It is followed by the afterthought that finally and
truly completed the work. Like the third movement,
the fifth features a soloist, but the contrast could
hardly be more striking. The baritone had sung of
grief, of doubt, even of despair. Here, in an
extraordinarily bright key, the soprano sings of
maternal consolation.
The opening of the sixth movement reverts
somewhat to the uncertainties of the third—at least
in the weird harmonic progressions that accompany
the baritone’s description of the “mystery” to
come—the harmonies themselves range mysteriously
from C minor to F-sharp minor (at the opposite end
of the tonal spectrum) and back. This approach
completely avoids any element that might be overtly
theatrical. Brahms’s assertion of life’s victory
over death and the sarcastic taunting cry, “O death,
where is thy sting?” are enormously forceful, but
the strength comes from such classical elements as
the sturdy harmonic progressions, not from operatic
fanfares on extra trumpets such as those found in
the Requiem settings of Berlioz or Verdi. In any
case, Brahms’s treatment of the “last trump” is
inevitably colored by the fact that Luther’s German
version calls for a last “Posaune,” or trombone, and
it is the three trombones and tuba that first
announce the great moment.

** Information shown **
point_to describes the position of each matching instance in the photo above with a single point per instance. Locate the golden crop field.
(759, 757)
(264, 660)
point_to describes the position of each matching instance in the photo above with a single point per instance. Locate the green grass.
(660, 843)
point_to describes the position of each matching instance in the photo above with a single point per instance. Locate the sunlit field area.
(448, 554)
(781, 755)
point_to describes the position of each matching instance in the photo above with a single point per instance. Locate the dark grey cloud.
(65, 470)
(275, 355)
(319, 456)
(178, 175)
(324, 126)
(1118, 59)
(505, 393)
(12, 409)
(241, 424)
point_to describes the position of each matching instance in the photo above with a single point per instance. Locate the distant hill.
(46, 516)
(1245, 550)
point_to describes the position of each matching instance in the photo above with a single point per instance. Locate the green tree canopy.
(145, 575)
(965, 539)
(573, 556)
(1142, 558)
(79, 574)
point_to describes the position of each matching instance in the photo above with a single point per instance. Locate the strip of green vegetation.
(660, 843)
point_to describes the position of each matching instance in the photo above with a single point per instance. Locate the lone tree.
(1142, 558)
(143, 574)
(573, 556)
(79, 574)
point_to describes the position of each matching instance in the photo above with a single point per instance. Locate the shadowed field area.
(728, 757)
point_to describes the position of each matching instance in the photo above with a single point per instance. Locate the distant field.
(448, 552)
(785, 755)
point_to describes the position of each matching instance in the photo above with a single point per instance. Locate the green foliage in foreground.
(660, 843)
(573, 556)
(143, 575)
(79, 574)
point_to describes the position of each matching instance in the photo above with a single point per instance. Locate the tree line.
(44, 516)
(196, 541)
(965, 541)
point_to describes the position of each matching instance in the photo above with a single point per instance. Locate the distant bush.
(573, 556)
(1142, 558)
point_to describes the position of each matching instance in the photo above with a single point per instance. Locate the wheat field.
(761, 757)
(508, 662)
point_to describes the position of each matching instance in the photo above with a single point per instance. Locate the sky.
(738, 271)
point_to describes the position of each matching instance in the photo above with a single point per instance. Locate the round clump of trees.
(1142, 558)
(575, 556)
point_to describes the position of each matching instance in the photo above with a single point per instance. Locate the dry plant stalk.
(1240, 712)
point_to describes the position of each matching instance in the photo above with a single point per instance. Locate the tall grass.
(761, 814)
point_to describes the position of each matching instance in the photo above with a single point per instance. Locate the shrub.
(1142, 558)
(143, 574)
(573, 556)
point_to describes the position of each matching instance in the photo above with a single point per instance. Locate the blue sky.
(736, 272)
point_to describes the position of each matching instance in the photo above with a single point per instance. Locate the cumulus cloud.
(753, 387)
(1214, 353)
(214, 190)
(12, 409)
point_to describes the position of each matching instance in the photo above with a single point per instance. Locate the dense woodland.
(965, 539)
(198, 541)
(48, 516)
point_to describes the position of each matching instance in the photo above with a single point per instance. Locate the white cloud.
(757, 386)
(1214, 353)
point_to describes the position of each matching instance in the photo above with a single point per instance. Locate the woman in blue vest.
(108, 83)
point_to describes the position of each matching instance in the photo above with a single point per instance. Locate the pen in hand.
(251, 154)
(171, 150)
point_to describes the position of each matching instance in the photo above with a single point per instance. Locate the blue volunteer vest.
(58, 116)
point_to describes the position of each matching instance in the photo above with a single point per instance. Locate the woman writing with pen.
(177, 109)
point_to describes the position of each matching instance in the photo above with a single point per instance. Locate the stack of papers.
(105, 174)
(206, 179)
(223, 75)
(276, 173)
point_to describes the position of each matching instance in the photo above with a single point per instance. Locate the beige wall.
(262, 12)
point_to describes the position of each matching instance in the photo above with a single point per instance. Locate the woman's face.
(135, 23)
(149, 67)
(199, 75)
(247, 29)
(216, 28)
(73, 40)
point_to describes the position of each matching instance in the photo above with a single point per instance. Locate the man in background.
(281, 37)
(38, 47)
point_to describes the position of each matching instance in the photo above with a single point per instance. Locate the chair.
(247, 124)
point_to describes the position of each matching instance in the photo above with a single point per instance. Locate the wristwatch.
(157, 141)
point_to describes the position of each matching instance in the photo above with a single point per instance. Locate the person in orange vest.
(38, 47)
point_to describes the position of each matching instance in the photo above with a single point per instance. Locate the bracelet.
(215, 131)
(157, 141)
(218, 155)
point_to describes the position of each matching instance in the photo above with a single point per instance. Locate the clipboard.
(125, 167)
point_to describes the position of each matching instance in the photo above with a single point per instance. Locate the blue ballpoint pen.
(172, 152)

** Written task 1 **
Copy the entries word for word, beginning at the line that contains "in orange vest." and ending with the last line of the entries.
** Written task 2 **
Extend the passage on the movements of Brahms's Requiem, picking up after its final sentence.

** Task output 1 **
point_to describes the position of each matching instance in the photo above with a single point per instance. Locate the person in orange vest.
(38, 47)
point_to describes the position of each matching instance in the photo above with a single point per instance. Locate the bracelet.
(215, 131)
(157, 141)
(218, 155)
point_to describes the position of each matching instance in the photo above with a single point per instance. Locate the clipboard.
(125, 167)
point_to describes the position of each matching instance in the photo above with a single point per instance. Locate the blue ballpoint pen.
(172, 152)

** Task output 2 **
The excitement is extended into a powerful and
spacious fugue in C major. The first three notes of
the fugue subject are yet another version of the
basic thematic cell of the German Requiem, and,
indeed, the figure appears throughout the subject.
Brahms employs this tiny cell to accomplish the two
fortissimo climaxes in the fugue: beginning low in
the cellos, basses, trombones, and tuba, a rising
figure consisting entirely of repetitions of the
basic three-note cell marches purposefully through
the entire orchestral texture until picked up by the
voices (“nehmen Preis”) and carried by the higher
instruments to the most powerful and sustained chord
in the entire movement. A stretto leads to a final,
forceful statement.
The final movement is overtly like the first: it
returns to the home key, starts with the basic
thematic cell (in double bass and cello), and begins
with the same word, “Selig” (“Blessed”). But the
work of consolation has been accomplished: the
blessing is now for the dead who have gone to their
rest. The somber orchestral colors of the opening
are entirely lacking as Brahms reinstates the
clarinets, the second pair of horns, and the
violins. The final section of the movement is a
magical and subtle reworking of material from the
opening movement. To the melody originally used for
“Blessed are they that mourn,” the chorus sings, in
a remote key, “Blessed are the dead.” Working round
to the home key of F major, the sopranos soar to a
brilliant high A (as at the end of the first
movement). Here the harps enter for the first time
since the middle of the second movement, beginning
low under the sopranos’ highest note (on “Herrn”—“Lord”)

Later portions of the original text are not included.